Assignment
From the records below, set down exactly the lines starting with the line that contains "Target: yellow sign board" and going on through the line that contains "Target: backpack". Nothing else is wanted.

Supplied information
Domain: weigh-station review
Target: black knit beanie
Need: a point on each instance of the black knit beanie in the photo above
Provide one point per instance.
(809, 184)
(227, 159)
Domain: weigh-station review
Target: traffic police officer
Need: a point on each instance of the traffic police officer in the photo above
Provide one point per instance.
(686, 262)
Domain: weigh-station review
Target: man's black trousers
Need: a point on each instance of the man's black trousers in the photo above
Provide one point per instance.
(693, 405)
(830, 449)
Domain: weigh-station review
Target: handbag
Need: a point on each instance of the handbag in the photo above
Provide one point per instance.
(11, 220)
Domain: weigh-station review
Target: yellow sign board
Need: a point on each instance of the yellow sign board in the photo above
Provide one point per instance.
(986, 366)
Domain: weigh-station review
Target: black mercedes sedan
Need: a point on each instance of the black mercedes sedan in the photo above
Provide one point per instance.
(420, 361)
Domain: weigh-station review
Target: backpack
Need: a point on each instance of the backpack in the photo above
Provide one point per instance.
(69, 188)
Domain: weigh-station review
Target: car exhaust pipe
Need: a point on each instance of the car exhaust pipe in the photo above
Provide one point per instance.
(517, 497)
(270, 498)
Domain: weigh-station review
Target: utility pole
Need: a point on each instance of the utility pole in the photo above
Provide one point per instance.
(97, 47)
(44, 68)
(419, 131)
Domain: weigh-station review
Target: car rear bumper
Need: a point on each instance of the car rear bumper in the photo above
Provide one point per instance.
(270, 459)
==
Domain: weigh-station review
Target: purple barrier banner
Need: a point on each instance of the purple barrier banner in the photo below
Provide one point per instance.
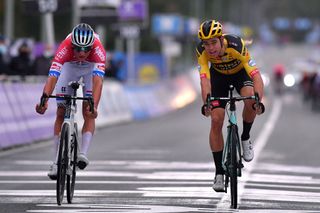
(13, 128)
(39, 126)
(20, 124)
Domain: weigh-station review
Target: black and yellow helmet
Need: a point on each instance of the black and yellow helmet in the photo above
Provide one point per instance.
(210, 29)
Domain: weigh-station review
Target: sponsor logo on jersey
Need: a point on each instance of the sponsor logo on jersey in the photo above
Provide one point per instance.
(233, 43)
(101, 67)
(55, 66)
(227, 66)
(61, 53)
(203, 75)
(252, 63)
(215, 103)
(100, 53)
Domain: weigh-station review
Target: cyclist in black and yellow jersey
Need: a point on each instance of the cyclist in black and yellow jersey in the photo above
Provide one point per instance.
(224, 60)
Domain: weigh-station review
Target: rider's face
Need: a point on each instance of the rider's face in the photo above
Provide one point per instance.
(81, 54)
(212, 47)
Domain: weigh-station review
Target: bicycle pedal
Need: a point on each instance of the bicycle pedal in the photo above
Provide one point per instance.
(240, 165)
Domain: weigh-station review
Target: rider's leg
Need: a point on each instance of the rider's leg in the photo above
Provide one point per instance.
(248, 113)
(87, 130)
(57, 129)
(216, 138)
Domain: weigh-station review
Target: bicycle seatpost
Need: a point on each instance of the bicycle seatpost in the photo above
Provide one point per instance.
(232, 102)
==
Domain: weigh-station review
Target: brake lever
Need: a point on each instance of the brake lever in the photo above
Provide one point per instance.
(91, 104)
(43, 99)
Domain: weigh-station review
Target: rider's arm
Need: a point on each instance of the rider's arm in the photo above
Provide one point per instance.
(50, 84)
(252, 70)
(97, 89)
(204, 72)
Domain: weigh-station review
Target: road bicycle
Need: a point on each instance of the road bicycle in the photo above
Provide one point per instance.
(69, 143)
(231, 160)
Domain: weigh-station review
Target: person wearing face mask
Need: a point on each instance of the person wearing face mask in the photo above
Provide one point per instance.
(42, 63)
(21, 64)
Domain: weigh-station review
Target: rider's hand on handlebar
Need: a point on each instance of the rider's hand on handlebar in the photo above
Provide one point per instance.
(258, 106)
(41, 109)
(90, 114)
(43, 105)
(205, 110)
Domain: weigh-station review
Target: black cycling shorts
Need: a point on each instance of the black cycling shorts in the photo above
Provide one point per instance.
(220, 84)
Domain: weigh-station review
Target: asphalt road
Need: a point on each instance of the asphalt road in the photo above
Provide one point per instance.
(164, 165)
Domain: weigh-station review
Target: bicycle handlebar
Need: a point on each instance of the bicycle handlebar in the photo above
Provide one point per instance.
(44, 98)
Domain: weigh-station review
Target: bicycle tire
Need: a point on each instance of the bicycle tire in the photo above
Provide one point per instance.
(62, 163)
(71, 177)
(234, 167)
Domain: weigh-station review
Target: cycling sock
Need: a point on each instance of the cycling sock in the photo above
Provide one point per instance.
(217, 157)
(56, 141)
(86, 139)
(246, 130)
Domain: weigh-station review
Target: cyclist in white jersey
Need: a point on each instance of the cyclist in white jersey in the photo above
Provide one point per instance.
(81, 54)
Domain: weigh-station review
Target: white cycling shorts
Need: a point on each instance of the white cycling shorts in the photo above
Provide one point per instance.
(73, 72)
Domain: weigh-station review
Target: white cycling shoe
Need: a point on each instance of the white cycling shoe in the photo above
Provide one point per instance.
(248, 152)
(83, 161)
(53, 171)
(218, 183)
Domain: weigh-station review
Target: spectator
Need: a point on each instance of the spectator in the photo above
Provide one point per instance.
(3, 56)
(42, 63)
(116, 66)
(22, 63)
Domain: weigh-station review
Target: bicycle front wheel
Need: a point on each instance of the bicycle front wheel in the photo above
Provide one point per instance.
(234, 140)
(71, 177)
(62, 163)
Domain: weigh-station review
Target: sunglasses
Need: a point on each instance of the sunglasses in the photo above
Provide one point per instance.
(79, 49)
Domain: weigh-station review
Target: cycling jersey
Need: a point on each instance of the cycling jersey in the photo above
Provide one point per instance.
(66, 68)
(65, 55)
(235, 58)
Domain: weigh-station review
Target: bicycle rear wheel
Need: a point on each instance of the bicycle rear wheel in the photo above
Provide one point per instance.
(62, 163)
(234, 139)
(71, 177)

Task output
Target: yellow sign board
Need: a point on each instance of the yellow sign board in the photo above
Provide one point per instance.
(986, 366)
Domain: weigh-station review
Target: black mercedes sedan
Need: a point on each instance of the black mercedes sedan in the photo above
Provide one point per instance.
(420, 361)
Domain: weigh-station review
Target: backpack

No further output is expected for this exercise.